Hey, you know this MGS2 screen? You might, if you were playing Sons of Liberty on your European PS2 in 2002, but probably not! It only existed in the PAL version of Sons of Liberty and it also doesn't exist in Substance, so it doesn't exist in any of the rereleases (including the HD versions.)
It's a screen where you pick your difficulty and whether you start on the Tanker or Plant, but that's not really important. What is important is that this obscure screen has voice acting (at 7:43 in the video linked below). While you're on these menus, a monotone, robotic female voice explains them to you before introducing the game, saying "Action level selected. Metal Gear Solid 2: Sons of Liberty will now begin."
Who's the voice actress for that screen? It's Lara Cody... AKA Rosemary. And in the context of MGS2 at the time, that has has so many implications for the ambiguous nature of Rosemary's existence outside of GW, and the way that she seems to become increasingly mechanical and computerlike as the virus destroys GW. Even her voice as she claims that she's been taken hostage and is pregnant breaks down and distorts like corrupted digital audio.
And that isn't even the half of the implications. First time players of the PAL version would hear Rosemary's voice here before they actually meet her, and that first impression is of Rosemary's VA describing the menu selection for the difficulty before announcing "Metal Gear Solid 2: Sons Of Liberty will now begin." It sets the tone for the game, before it even starts, as a work of fiction, a performance. Everything in MGS2 is about Raiden being led and manipulated down the game's script, a theatrical recreation of MGS1, until he learns the architects of the script - and who are they represented by? The Colonel and Rosemary.
And that furthers the implication that not just Rosemary, but everything, in MGS2 is a simulation. So much of the game raises that ambiguity, that question of "where does the simulation end and reality begin?"... the Rosemary VA introducing it suggests even the game itself is a simulation within its own universe. And it being Rosemary also works to reinforce the ways that the relationship between Rosemary and Raiden reflect the relationship between the game and its player, the ways in which the relationship that Rosemary describes having with Raiden are paralleled to the relationship the player as Raiden has to Raiden's own world.
Even this obscure niche screen from one version of the game has so many striking metanarrative implications. Metal Gear Solid 2 is brilliant. It's legitimately art.

[Extracted records]
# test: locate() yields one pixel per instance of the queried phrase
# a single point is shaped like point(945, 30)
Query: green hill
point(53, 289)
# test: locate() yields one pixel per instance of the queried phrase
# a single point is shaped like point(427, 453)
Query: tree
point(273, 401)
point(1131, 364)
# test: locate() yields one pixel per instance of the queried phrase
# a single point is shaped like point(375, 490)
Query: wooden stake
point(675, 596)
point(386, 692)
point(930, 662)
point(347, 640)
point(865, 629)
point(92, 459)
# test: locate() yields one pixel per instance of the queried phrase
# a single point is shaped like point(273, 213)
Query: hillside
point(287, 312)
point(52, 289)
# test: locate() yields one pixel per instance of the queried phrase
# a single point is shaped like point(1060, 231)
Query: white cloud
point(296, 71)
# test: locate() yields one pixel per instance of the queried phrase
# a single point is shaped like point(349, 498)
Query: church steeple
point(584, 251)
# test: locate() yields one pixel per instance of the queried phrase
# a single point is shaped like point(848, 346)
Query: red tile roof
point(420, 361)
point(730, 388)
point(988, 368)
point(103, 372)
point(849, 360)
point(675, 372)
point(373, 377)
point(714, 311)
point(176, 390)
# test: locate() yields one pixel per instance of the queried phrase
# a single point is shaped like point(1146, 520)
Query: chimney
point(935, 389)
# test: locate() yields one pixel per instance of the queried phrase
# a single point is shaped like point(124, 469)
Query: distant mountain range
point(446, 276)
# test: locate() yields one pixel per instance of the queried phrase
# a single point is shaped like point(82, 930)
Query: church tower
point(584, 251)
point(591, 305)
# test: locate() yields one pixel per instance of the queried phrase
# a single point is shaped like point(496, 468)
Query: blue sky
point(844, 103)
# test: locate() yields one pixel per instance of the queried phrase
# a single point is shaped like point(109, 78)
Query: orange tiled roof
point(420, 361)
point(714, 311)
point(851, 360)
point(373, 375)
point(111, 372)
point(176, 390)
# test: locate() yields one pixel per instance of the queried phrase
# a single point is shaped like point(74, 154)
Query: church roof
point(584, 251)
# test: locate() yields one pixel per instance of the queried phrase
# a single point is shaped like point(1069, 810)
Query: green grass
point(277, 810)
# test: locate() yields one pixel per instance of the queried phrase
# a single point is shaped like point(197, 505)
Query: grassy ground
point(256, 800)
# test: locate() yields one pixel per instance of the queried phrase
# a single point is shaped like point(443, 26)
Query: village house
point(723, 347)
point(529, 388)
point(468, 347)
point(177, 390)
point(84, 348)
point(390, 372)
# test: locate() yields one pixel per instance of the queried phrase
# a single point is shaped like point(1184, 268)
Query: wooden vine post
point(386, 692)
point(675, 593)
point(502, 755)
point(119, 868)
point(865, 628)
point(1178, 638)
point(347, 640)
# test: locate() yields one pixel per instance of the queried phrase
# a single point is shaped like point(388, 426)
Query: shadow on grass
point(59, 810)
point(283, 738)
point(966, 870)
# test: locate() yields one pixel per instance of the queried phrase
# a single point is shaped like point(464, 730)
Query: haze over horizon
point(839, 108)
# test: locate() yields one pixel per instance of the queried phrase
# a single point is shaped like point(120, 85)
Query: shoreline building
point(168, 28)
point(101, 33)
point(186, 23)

Requirement 1 → According to the post about the MGS2 PAL screen, who provides the voice heard on that screen?
Requirement 2 → Say whether each statement agrees with the post about the MGS2 PAL screen, answering yes or no and quoting the deciding words: (a) The screen is included in Substance. (b) The screen lets the player choose between starting on the Tanker or the Plant. (c) The voice on the screen is described as cheerful.

Written solution 1 → Lara Cody, the voice actress for Rosemary.

Written solution 2 →
(a) No: "it also doesn't exist in Substance"
(b) Yes: "pick your difficulty and whether you start on the Tanker or Plant"
(c) No: "a monotone, robotic female voice"